■ **Exercise prompt**:
Below is a block of records: output all of them exactly and leave out the pictures.

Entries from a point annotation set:
>>>

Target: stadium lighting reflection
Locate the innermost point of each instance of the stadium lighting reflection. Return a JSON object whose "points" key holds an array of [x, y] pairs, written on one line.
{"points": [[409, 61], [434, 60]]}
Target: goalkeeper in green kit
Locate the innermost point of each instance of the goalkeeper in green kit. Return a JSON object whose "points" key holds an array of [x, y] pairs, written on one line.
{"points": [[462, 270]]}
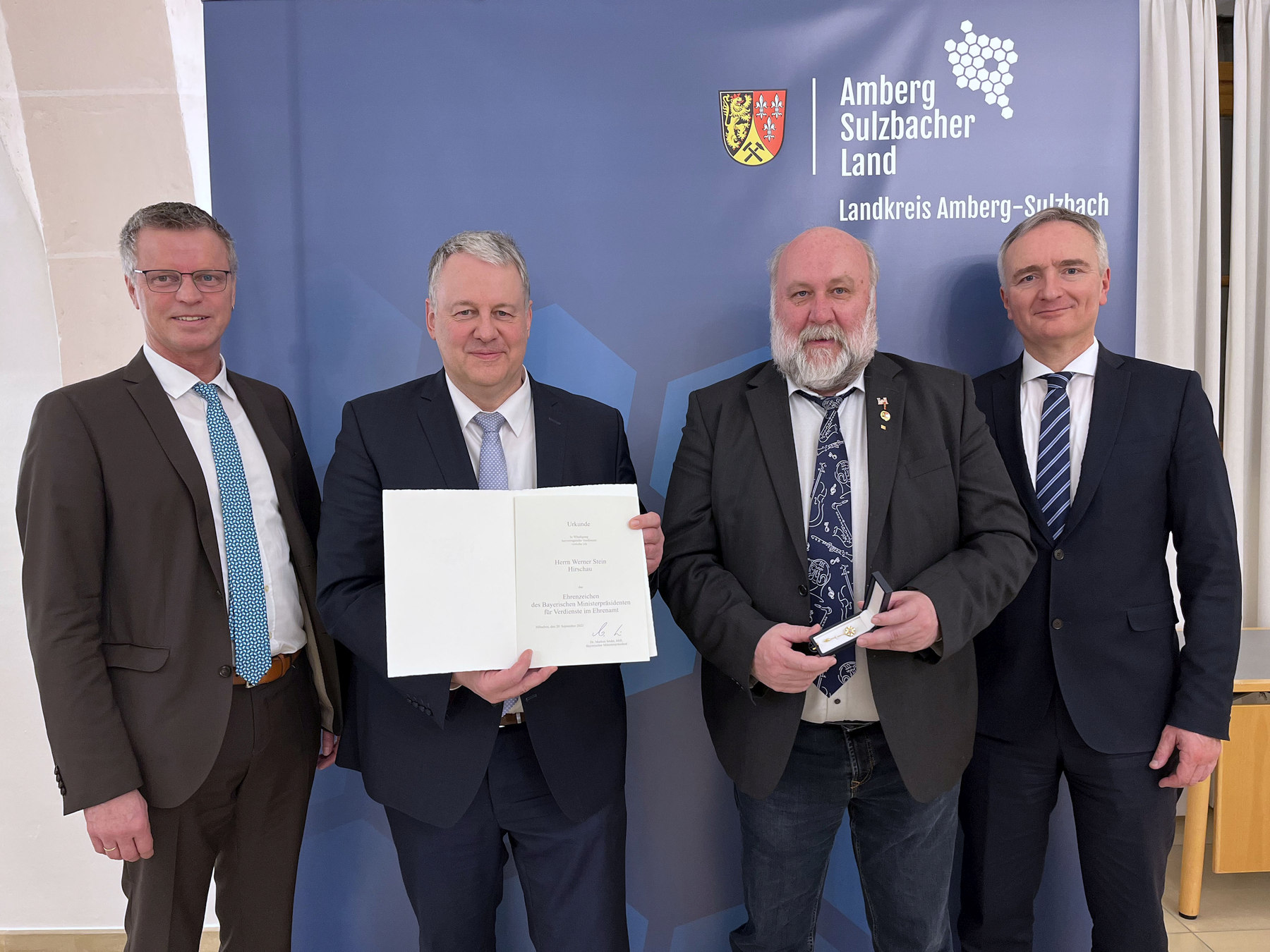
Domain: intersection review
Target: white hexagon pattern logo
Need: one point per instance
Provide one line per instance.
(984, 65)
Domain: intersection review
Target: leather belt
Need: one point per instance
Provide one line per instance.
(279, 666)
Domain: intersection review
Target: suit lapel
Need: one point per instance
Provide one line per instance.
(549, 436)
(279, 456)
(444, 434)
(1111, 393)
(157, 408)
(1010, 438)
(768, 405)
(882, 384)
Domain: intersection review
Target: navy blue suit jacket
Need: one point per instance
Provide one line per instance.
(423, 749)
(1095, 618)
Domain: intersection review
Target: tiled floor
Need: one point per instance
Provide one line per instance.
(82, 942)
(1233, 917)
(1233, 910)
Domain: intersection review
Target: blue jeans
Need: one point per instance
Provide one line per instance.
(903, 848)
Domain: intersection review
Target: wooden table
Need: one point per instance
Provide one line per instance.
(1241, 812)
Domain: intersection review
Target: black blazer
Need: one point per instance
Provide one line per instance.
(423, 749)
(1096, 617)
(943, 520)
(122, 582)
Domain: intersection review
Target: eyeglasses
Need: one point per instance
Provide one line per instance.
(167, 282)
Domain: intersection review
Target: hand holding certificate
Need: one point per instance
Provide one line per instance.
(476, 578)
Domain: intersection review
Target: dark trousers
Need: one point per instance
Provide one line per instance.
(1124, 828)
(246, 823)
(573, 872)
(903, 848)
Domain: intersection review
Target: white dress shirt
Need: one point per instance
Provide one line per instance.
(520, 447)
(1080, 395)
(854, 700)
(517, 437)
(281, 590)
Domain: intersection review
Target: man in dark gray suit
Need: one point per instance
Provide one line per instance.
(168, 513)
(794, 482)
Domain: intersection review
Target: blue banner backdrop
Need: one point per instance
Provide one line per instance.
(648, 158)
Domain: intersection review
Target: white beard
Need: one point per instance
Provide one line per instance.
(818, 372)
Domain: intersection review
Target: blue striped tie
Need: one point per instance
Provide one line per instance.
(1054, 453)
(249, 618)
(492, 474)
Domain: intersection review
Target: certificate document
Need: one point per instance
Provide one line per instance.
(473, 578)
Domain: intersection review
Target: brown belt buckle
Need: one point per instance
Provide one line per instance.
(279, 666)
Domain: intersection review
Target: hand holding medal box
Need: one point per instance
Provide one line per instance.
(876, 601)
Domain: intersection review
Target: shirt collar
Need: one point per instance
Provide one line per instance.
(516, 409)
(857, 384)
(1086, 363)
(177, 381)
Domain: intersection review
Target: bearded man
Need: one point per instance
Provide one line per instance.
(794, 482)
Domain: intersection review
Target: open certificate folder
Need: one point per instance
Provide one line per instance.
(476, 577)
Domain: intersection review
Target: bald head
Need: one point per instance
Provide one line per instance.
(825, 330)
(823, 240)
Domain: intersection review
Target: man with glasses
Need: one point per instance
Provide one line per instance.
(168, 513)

<<<

■ **Correct response**:
Target: stadium lighting reflection
Locate the innermost point of each instance of the stadium lighting reflection. Return a JSON object whose "points" key holds an array of [x, y] pairs, written on one line.
{"points": [[409, 61], [434, 60]]}
Target: goalkeeper in green kit
Locate the innermost point of each instance of the goalkeeper in green kit. Return a JSON object whose "points" key holds an array of [x, y] pairs, written on one line.
{"points": [[462, 270]]}
Domain: intersection review
Target: white hexagon pattern logo
Need: one point per instance
Provide one line per instance.
(984, 65)
Domain: intersection review
Target: leather belt
Need: one point per instance
Provide one line per instance.
(279, 666)
Domain: intersection review
Target: suit lapel
Need: one point per instance
Provide one line per instance.
(549, 436)
(279, 456)
(444, 434)
(1111, 393)
(157, 408)
(1010, 438)
(768, 405)
(882, 384)
Domain: intersection review
Target: navy blue suit jacket
Need: one point per instance
Provide one line per instance.
(423, 749)
(1095, 618)
Domain: intersection review
Target: tiled floor
Need: one point per instance
Provide one line per instance.
(82, 942)
(1233, 917)
(1233, 910)
Domain: intersection review
Target: blue jeans
Need: one point per instance
Provide one line per instance.
(903, 848)
Domain: intersection review
Target: wooden table
Need: one point per instance
Provide one line per instance.
(1241, 812)
Domain: intersection review
Target: black blazer
Need: one point per instance
Provide one line per instance.
(423, 749)
(1096, 617)
(943, 520)
(122, 582)
Domain: intersection review
Target: eyeglasses
Need: one point per instance
Provide one line per instance.
(167, 282)
Domain: intersection review
Target: hand holding certificate
Need: one point per instance
Provide one line per instance.
(476, 578)
Domain: intersection review
Target: dark trousers
Need: one point per instance
Provide one line per instance.
(1124, 828)
(246, 823)
(573, 872)
(903, 848)
Domain: intersection review
Target: white dress shirt
Need: one point per instance
Provide one line per instance.
(520, 447)
(1080, 395)
(854, 700)
(517, 437)
(281, 590)
Domain: intersection review
Target: man in dark gray suit
Need: one point per instance
Provide one line per instance.
(168, 513)
(794, 482)
Domain: intersection review
Target: blue banner backdrop
Need: one point per instance
Provide one line per instance.
(648, 158)
Domain: intersection review
Target: white beard
Need: one point per instance
Provide one line per instance.
(818, 372)
Domain: intersection review
Target: blue striped tie
Need: one point per instance
Provide one line per instance.
(1054, 453)
(249, 618)
(492, 474)
Domain: intersection review
Target: certificate document
Need: one point per instance
Provide one line per instance.
(473, 578)
Domain: intersection review
Target: brown belt buckle
Need: one point per instance
Provide one line per instance.
(279, 666)
Domain: intersection review
Target: hand holding medal box
Need: one point per instance
Provide one line per instance.
(876, 601)
Domain: intersection review
Target: shirt collar
Need: one point per instance
Provide one line per instance.
(516, 409)
(857, 384)
(1086, 363)
(177, 381)
Domain: intersection review
Target: bearded man
Need: one point per instance
Provide one line per instance.
(794, 482)
Domain: intersection review
Target: open certificate folder
Need: one point per instance
Provide one line per instance.
(476, 577)
Domain: intersection review
Target: bald head
Need: one point per instance
Provide one line per instance.
(825, 330)
(823, 240)
Domain: intersection review
Target: man with glasses
Need: one point per instance
Provide one line per instance.
(168, 513)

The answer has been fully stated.